▼
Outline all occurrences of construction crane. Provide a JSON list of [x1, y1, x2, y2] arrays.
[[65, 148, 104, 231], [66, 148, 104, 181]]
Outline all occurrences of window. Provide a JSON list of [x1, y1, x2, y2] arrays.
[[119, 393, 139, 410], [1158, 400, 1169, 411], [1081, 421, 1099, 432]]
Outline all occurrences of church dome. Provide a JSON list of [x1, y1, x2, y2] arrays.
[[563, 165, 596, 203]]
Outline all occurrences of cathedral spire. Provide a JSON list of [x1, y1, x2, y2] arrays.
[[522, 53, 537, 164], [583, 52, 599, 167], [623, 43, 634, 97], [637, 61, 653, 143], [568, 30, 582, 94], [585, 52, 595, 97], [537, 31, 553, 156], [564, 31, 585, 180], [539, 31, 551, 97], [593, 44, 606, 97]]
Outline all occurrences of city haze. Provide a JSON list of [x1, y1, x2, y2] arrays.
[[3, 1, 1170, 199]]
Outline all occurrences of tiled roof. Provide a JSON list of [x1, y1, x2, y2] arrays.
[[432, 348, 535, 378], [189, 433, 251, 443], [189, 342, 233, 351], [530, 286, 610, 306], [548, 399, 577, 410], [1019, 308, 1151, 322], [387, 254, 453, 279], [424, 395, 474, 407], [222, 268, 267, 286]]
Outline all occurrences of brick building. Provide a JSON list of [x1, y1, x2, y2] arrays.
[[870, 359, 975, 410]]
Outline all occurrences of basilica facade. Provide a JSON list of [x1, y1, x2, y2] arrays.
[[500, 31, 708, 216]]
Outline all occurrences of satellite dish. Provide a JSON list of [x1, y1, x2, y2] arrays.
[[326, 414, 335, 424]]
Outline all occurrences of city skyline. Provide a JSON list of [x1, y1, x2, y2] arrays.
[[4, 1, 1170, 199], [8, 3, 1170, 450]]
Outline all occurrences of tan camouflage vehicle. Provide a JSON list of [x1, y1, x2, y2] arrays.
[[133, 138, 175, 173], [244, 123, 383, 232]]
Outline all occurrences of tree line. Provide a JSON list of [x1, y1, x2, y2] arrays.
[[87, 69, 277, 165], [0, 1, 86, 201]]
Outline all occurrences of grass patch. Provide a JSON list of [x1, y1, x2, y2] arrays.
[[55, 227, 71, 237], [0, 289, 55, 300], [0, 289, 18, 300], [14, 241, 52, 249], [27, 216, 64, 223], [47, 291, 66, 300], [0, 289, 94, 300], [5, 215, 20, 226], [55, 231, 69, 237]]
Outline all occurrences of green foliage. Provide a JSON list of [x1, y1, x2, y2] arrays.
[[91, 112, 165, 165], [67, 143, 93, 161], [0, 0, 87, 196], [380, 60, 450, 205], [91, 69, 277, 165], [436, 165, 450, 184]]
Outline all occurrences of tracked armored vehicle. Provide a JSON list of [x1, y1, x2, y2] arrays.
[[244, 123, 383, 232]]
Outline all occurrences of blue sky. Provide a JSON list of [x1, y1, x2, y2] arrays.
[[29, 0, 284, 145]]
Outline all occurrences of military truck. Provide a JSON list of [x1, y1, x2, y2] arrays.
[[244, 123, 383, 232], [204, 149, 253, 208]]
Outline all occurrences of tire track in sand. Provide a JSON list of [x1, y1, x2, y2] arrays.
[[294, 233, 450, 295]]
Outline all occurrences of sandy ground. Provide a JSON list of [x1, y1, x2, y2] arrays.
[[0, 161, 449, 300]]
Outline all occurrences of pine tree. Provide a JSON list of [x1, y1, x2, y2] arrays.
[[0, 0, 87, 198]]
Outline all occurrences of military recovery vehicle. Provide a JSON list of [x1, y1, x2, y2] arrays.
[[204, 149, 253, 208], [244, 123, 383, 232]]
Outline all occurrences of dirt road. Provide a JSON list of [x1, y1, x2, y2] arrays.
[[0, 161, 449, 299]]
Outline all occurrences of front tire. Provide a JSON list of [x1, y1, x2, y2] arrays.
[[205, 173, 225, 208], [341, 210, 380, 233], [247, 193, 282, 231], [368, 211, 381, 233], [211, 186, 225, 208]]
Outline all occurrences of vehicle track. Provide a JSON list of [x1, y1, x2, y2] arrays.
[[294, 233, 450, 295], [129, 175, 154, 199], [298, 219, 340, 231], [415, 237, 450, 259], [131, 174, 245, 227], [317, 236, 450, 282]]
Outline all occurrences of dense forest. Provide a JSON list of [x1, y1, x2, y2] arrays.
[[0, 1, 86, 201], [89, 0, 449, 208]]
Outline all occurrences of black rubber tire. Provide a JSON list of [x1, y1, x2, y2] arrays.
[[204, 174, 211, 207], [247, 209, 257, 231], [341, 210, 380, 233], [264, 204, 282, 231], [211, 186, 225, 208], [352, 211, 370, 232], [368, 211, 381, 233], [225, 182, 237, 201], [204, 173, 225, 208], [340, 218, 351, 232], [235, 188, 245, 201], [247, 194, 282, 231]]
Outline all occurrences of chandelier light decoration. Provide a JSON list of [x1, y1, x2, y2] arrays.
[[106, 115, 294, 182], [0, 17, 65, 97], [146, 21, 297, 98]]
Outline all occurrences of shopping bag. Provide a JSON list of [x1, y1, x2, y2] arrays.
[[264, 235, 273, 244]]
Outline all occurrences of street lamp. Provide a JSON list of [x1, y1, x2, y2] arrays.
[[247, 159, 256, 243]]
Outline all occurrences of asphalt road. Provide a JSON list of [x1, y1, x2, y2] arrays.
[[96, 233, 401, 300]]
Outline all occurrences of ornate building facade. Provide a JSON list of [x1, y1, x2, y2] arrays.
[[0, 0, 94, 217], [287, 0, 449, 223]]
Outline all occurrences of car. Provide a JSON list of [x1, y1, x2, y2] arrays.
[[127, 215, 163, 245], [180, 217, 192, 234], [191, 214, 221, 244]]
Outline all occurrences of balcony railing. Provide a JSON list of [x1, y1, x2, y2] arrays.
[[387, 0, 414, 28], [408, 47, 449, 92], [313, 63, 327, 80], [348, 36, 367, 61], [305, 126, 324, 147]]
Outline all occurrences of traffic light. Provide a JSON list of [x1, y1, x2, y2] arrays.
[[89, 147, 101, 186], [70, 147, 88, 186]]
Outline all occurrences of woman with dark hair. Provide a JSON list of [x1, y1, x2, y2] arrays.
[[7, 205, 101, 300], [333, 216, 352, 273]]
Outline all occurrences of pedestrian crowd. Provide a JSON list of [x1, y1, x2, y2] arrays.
▲
** EXERCISE **
Every entry must be output again exactly as it was given.

** YOUR RESPONSE **
Outline all occurrences of construction crane. Provide a JSON list of [x1, y1, x2, y2] arrays.
[[65, 148, 104, 231], [66, 148, 104, 181]]
Outline all occurrences of window. Provide a JSON list of [x1, y1, x2, y2] arrays.
[[119, 393, 139, 410], [1158, 400, 1169, 411], [1081, 421, 1099, 432]]
Outline all occurrences of church dome. Provide a JSON list of [x1, y1, x2, y2] arrays.
[[563, 165, 596, 203]]
Outline all occurrences of cathedral spire. Provide a JSON list of [x1, y1, x2, y2] arrays.
[[522, 53, 537, 164], [583, 52, 599, 167], [623, 43, 634, 97], [637, 61, 653, 143], [568, 30, 582, 94], [585, 52, 595, 97], [537, 31, 553, 156], [564, 31, 585, 180], [539, 31, 551, 97], [593, 44, 606, 97]]
Outline all occurrences of city haze. Provide a JSON list of [x1, y1, x2, y2] arrays.
[[3, 1, 1170, 199]]
Outline all occurrences of tiled roof. Provide a JSON list of [x1, y1, x2, y2] arrays.
[[432, 348, 535, 378], [189, 433, 251, 443], [189, 342, 233, 351], [530, 286, 610, 306], [548, 399, 577, 410], [1019, 308, 1151, 322], [387, 254, 453, 279], [424, 395, 474, 407], [222, 268, 267, 286]]
Outline all occurrences of brick building. Provide a JSON list of [x1, y1, x2, y2] arrays.
[[870, 359, 975, 410]]
Outline all occurrences of basilica facade. Provide a JSON list of [x1, y1, x2, y2] arrays.
[[500, 31, 708, 216]]
Outline all occurrences of satellite dish. Provide a JSON list of [x1, y1, x2, y2] arrays.
[[326, 414, 335, 424]]
Outline all occurrences of city skyline. Provide a JSON list of [x1, y1, x2, y2] arrays.
[[4, 1, 1170, 199], [8, 3, 1170, 450]]
Outline all occurrences of tan camouflage vehicle. Provide a JSON list of [x1, y1, x2, y2] arrays.
[[133, 138, 175, 173], [244, 123, 383, 232]]
Outline all occurrences of tree line. Provide a JSON list of [x1, y1, x2, y2] arrays.
[[87, 69, 277, 165], [0, 1, 86, 201]]
Outline all occurrences of grass patch. Provide a JSON list of [x1, y1, x2, y2] arrays.
[[55, 227, 71, 237], [0, 289, 55, 300], [0, 289, 18, 300], [14, 241, 52, 249], [27, 216, 64, 223], [47, 291, 66, 300], [0, 289, 94, 300], [5, 215, 20, 226], [55, 231, 69, 237]]
Outline all occurrences of green foliage. Provide a JSON list of [x1, y1, x2, y2] arrays.
[[91, 112, 165, 165], [67, 143, 93, 161], [0, 0, 87, 196], [380, 60, 450, 205], [91, 69, 277, 165], [436, 165, 450, 184]]
Outline all occurrences of tracked armored vehicle. Provide a JSON list of [x1, y1, x2, y2] arrays.
[[244, 123, 383, 232]]
Outline all occurrences of blue sky. Provide a JSON list of [x1, y1, x2, y2] arrays.
[[29, 0, 284, 145]]
Outline all occurrences of military truck. Provide a JSON list of [x1, y1, x2, y2] arrays.
[[244, 123, 383, 232], [204, 149, 253, 208]]
Outline all occurrences of tire track in sand. Provide a JSON list of [x1, y1, x2, y2] arrays.
[[294, 233, 450, 295]]
Outline all occurrences of sandy ground. Provide a JSON list of [x1, y1, x2, y2] arrays.
[[0, 161, 449, 300]]
Outline all occurrences of pine tree. Provide a JSON list of [x1, y1, x2, y2] arrays.
[[0, 0, 87, 198]]
Outline all occurrences of military recovery vehicle. Provide a JSON list of [x1, y1, x2, y2] arrays.
[[204, 149, 253, 208], [244, 123, 383, 232]]
Outline all occurrences of dirt road. Provide a JSON list of [x1, y1, x2, y2] arrays.
[[0, 161, 449, 299]]
Outline all occurrences of front tire. Provide a JSON list of [x1, y1, x2, y2] arrays.
[[205, 173, 225, 208], [341, 210, 380, 233], [247, 193, 282, 231], [368, 211, 381, 233], [211, 186, 225, 208]]
Outline all occurrences of vehicle track. Provide a JSON list of [x1, y1, x2, y2] arrays.
[[294, 233, 450, 295], [129, 175, 154, 199], [298, 219, 340, 231], [415, 237, 450, 259], [131, 174, 245, 227], [317, 236, 450, 282]]
Outline all occurrences of dense forest. Provide a JSON list of [x1, y1, x2, y2] arrays.
[[0, 1, 86, 201], [89, 0, 449, 208]]
Outline all occurrences of black rubber tire. Provide a JSON list of [x1, y1, x2, y2] arrays.
[[204, 174, 211, 207], [247, 209, 257, 231], [341, 210, 380, 233], [264, 204, 282, 231], [211, 186, 225, 208], [352, 211, 370, 232], [368, 211, 381, 233], [225, 182, 237, 201], [204, 173, 225, 208], [340, 218, 351, 232], [235, 188, 245, 201], [247, 194, 282, 231]]
Outline all occurrences of chandelier light decoration. Provide a JSON list of [x1, y1, x2, y2] arrays.
[[106, 115, 294, 182], [0, 17, 65, 97], [146, 21, 297, 98]]
Outline all occurrences of shopping bag. Provide a JSON list of [x1, y1, x2, y2] arrays.
[[264, 235, 273, 244]]
Outline all occurrences of street lamp. Provide a JSON list of [x1, y1, x2, y2] arrays.
[[247, 159, 256, 243]]
Outline all occurrences of asphalt road. Provide a JSON list of [x1, y1, x2, y2] arrays.
[[96, 233, 401, 300]]
Outline all occurrences of ornate building facade. Provide a JSON list of [x1, y1, x2, y2] arrays.
[[0, 0, 94, 217], [287, 0, 449, 223]]
Outline all occurrences of car. Provide a JSON list of [x1, y1, x2, y2] arrays.
[[127, 215, 163, 245], [180, 217, 192, 234], [191, 214, 221, 244]]
Outline all occurrences of balcony railing. Provide a JSON list of [x1, y1, x2, y2] arrays.
[[387, 0, 414, 28], [408, 47, 449, 92], [313, 63, 327, 80], [348, 36, 367, 61], [305, 126, 324, 147]]
Outline all occurrences of traffic light. Provide a JSON list of [x1, y1, x2, y2] arrays.
[[89, 147, 101, 186], [70, 147, 88, 186]]
Outline all occurrences of woman with dark hair. Provide a JSON list of [x1, y1, x2, y2] arrays.
[[7, 205, 101, 300], [333, 216, 352, 273]]
Outline all occurrences of pedestrian crowd. Provide a JSON list of [x1, y1, x2, y2] arrays.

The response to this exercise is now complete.